**Your task:**
Repeat the lines from the line with "crawlerway gravel track." to the line with "(1168, 103)", renaming "light pole" as "lamp post" and keeping all else unchanged. Give only those lines.

**Information shown:**
· · · · · · ·
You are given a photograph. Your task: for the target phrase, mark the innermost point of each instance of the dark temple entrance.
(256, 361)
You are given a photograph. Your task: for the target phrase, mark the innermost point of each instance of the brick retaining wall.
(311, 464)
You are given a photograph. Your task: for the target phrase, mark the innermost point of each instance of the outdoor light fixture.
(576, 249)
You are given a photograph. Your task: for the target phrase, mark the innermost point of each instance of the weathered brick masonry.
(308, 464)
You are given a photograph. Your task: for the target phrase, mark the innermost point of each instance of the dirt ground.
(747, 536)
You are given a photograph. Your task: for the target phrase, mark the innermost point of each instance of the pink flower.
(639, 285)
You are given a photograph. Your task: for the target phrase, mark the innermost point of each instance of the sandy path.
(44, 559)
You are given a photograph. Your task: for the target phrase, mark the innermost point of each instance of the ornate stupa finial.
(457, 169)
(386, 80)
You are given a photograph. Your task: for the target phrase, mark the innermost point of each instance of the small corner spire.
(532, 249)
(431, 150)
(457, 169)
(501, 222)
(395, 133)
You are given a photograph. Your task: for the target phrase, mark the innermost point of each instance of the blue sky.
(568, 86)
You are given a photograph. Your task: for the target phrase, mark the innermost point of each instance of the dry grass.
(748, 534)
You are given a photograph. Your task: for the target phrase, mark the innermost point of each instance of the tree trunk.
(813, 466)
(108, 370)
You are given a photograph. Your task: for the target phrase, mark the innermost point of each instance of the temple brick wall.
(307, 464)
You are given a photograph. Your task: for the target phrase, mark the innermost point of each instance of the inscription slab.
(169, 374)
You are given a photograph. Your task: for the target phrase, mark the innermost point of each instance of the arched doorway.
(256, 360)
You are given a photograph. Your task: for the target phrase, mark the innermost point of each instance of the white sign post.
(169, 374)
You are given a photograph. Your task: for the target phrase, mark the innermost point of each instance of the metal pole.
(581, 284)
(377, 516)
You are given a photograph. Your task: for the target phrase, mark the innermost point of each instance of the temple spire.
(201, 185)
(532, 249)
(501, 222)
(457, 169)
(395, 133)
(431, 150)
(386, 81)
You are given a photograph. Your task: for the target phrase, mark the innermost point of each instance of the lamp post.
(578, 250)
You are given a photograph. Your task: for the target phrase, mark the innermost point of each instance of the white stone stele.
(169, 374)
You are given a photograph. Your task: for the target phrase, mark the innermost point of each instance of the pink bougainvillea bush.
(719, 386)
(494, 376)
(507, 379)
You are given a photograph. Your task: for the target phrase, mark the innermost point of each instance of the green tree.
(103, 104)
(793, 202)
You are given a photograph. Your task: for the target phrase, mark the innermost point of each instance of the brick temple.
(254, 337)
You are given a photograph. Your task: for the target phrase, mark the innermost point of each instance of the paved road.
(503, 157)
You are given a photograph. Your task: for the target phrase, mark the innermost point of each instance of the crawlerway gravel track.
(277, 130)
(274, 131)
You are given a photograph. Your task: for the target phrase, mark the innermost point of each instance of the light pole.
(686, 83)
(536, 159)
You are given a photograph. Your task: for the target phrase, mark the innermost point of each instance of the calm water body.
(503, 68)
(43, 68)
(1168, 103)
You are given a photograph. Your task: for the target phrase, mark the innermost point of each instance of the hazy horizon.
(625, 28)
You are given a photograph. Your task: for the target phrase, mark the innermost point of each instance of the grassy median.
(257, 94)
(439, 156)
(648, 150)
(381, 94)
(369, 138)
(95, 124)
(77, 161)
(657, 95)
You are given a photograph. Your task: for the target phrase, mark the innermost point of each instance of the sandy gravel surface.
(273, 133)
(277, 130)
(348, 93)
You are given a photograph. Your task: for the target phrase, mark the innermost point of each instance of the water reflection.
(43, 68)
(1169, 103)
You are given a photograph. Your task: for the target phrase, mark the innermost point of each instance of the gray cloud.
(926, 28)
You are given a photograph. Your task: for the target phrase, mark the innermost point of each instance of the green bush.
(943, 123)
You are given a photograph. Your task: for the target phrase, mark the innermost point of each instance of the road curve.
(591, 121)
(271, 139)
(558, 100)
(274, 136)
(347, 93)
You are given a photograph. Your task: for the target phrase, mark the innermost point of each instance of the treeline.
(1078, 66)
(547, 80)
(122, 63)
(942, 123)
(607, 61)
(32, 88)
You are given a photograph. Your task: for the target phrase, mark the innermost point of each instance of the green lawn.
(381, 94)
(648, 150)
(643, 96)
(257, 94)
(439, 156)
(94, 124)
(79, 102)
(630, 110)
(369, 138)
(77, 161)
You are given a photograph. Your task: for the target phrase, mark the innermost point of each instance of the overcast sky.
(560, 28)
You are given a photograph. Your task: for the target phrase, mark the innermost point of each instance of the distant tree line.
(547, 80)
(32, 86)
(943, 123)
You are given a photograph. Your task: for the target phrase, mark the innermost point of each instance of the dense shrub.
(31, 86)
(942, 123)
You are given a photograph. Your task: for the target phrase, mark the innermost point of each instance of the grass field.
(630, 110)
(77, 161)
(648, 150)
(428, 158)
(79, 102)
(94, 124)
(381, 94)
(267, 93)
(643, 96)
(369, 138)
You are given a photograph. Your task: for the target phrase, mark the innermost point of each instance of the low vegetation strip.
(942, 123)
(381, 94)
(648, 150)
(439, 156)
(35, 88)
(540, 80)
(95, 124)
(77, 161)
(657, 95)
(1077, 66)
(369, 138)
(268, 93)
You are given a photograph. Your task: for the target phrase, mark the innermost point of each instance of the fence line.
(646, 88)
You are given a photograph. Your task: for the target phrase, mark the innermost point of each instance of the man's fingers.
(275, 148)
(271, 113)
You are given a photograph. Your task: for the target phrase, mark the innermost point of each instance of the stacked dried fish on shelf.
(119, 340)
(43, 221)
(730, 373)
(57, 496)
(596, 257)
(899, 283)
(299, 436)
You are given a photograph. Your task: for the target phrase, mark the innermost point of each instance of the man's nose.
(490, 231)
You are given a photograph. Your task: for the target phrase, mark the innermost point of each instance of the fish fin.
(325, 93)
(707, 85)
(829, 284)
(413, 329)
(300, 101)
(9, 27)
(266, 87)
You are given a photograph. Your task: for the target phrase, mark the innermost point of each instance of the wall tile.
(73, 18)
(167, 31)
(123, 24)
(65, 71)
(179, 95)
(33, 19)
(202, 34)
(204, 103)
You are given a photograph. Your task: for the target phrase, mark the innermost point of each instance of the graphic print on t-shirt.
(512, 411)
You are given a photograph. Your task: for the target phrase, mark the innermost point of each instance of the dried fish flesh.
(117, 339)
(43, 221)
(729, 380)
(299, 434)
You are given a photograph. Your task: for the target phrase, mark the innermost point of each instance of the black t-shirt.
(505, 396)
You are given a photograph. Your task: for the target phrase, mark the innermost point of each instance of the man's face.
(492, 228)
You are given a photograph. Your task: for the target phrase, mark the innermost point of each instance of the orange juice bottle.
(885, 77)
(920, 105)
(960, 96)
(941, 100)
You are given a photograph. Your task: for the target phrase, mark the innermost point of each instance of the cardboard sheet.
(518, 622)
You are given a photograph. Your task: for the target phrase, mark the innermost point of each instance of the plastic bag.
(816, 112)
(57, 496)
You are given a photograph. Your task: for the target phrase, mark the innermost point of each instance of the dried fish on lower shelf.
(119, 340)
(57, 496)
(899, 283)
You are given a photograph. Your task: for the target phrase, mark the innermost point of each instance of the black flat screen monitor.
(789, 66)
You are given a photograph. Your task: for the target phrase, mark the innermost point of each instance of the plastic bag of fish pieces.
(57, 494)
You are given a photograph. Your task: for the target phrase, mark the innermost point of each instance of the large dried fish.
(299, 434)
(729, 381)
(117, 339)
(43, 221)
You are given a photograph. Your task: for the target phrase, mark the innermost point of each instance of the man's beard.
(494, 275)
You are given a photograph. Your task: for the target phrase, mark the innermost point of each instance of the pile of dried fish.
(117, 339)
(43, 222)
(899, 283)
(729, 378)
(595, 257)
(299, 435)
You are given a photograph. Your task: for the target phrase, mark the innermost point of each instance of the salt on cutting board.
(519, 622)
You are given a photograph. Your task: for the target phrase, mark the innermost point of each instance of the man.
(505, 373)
· · · · · · ·
**Result:**
You are given a photograph. Your task: for the target phrase, mark the innermost point of each instance of the crawlerway gravel track.
(277, 130)
(274, 131)
You are given a photograph. Your task: for the target phrase, mark the innermost point of each instance of the lamp post.
(686, 83)
(536, 159)
You are given a photograph. Your task: for the target phrase, mark the innermost point of each instance of the calm water body.
(503, 68)
(43, 68)
(1168, 103)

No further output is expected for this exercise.